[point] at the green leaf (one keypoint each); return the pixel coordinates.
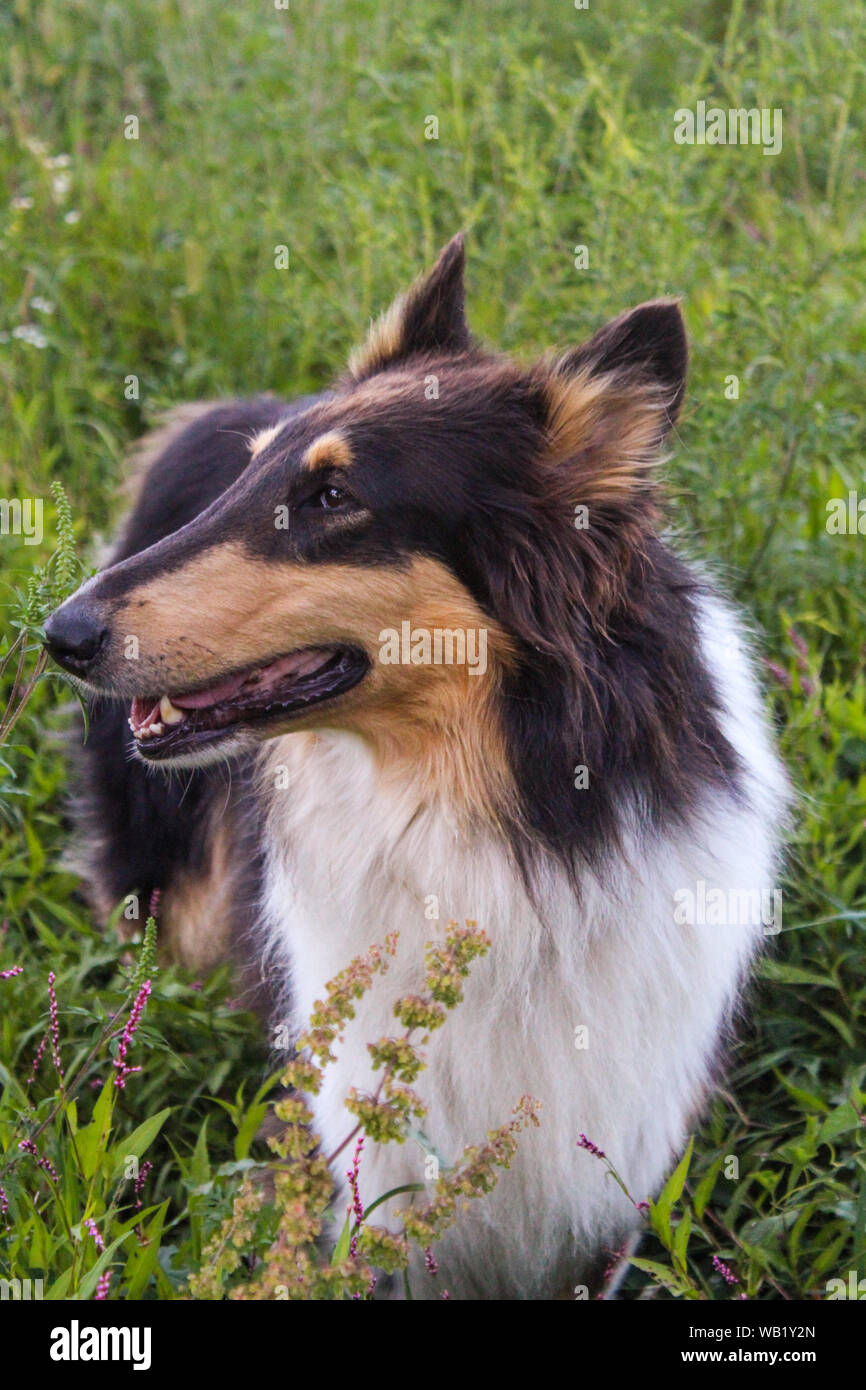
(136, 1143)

* * *

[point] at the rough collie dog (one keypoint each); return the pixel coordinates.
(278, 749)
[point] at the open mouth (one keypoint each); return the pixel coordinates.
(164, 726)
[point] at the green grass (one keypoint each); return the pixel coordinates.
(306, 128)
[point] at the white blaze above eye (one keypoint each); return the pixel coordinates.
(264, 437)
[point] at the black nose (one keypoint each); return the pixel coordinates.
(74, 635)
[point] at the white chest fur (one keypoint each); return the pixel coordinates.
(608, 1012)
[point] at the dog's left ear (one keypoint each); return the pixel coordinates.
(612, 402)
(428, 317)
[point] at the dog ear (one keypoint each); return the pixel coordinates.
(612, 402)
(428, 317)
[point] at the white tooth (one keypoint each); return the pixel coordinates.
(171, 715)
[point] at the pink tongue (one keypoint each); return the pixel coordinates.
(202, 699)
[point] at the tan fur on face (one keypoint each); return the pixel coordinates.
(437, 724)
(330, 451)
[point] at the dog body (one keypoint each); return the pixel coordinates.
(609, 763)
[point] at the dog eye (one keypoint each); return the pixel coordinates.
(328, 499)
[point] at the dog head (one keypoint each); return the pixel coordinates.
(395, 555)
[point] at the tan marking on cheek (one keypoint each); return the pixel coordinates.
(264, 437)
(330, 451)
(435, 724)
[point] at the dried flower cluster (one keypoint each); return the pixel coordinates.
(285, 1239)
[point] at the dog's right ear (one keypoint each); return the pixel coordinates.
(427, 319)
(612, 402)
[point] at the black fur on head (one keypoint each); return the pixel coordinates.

__Written request__.
Copy the records starting at "[point] at the green leaf" and ending at "(136, 1143)", replacing "green leaf" with "yellow leaf" and changing nothing else. Leave the pictures out.

__Written answer__.
[point] at the yellow leaf (one keypoint each); return the pixel coordinates.
(136, 1143)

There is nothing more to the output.